Lines from the one containing "In this exercise you will locate the rear" through the end of the data below are to be transcribed exactly; leave out all others.

(Referring expression data)
=== Section Start ===
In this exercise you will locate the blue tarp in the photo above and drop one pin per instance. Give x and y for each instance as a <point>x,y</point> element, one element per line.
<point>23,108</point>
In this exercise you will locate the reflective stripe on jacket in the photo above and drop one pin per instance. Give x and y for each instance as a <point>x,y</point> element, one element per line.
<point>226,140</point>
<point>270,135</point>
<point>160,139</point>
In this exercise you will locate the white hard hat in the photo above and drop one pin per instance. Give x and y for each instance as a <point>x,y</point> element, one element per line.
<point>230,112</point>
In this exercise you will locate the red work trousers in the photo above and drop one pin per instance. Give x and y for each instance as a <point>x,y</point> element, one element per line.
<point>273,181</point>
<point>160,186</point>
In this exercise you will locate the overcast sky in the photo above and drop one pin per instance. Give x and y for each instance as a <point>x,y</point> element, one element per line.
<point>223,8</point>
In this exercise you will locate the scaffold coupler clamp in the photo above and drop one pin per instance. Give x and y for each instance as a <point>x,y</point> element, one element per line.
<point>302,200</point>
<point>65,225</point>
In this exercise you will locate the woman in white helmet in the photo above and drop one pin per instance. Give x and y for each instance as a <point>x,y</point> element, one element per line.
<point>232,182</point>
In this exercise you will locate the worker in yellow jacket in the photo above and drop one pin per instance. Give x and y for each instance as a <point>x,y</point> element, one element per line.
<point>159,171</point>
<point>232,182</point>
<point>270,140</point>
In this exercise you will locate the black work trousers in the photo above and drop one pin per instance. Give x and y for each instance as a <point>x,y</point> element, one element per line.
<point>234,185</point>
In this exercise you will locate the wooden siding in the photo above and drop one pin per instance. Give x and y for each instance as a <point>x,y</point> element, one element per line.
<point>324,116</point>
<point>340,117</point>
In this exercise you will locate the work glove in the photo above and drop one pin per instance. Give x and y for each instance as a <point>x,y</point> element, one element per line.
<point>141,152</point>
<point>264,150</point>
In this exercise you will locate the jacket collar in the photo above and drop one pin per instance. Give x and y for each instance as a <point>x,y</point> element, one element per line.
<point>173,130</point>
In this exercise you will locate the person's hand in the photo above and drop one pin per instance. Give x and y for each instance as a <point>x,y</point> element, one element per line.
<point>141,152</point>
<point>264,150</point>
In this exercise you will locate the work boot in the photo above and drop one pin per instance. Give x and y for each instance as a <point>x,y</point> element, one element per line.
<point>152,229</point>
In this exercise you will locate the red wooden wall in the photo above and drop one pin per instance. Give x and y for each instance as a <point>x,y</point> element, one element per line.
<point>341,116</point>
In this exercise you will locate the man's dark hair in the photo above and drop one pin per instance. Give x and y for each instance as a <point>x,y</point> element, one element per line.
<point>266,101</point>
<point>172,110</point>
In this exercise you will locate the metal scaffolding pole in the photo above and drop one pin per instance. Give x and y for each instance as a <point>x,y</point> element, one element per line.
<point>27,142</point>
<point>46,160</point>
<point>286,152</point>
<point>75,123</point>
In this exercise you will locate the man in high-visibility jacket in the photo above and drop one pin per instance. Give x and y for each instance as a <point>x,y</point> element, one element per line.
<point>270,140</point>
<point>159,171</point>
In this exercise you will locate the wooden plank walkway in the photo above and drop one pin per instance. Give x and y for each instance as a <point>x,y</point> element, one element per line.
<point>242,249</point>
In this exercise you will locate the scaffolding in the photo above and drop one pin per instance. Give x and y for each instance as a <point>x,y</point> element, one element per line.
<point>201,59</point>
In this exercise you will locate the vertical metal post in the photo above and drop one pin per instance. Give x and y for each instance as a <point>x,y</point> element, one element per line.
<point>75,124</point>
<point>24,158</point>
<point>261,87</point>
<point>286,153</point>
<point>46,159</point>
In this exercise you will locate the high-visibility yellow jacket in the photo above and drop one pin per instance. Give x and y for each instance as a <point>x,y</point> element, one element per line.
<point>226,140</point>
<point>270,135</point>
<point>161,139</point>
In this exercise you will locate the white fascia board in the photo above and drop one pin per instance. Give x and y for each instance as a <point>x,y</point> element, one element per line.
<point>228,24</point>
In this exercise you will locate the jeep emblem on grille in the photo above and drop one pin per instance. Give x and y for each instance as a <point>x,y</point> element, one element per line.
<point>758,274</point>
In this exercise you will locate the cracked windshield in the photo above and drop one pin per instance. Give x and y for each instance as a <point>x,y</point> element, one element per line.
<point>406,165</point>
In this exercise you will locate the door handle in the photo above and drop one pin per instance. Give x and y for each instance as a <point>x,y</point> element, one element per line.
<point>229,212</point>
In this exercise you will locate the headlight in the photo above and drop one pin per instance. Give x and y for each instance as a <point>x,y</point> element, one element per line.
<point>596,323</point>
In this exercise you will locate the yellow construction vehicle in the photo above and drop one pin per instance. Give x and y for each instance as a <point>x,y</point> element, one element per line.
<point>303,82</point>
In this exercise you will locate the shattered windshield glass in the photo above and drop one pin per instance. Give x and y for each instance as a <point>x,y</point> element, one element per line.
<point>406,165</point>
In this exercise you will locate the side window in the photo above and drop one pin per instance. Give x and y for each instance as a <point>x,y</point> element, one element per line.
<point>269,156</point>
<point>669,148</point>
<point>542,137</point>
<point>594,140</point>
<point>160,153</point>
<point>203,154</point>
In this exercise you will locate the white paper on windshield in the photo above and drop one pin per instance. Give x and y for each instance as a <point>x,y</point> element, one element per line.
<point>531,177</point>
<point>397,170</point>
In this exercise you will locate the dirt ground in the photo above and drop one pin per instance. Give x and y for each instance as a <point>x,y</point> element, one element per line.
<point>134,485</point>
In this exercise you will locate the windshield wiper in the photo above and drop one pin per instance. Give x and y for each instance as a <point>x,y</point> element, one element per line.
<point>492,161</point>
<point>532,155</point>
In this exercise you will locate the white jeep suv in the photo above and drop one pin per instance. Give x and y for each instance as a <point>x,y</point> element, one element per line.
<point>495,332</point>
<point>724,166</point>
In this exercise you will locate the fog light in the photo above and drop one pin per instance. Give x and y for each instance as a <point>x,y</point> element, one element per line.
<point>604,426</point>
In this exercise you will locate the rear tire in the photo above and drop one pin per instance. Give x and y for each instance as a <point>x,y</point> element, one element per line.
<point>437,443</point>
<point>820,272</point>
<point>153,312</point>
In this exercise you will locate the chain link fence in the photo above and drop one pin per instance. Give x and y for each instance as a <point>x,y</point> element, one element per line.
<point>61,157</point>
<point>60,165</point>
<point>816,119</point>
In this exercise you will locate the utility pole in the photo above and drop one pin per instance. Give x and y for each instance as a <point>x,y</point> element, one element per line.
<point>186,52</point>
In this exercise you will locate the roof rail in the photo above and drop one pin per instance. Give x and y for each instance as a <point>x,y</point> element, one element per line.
=== Section End ===
Result below:
In this exercise you will locate the rear tire in the photo above and drop one pin per instance. Give x and y for each instance as a <point>x,y</point> element, one element per line.
<point>437,443</point>
<point>820,272</point>
<point>153,312</point>
In this exercise you will locate the chain link fence in the photo above and drop one pin per instance. Give x and y for each instance as a <point>x,y</point> element, one element per line.
<point>61,157</point>
<point>60,165</point>
<point>816,119</point>
In this exercise you will locate the utility pole in the photo above and drop one pin per instance. Give x and y for each instance as a <point>x,y</point> element, one element per line.
<point>186,52</point>
In this exercise you will locate the roof rail in the photo above and drop one pin per instance. Give x and y for each instance as a <point>x,y</point> element, one element per line.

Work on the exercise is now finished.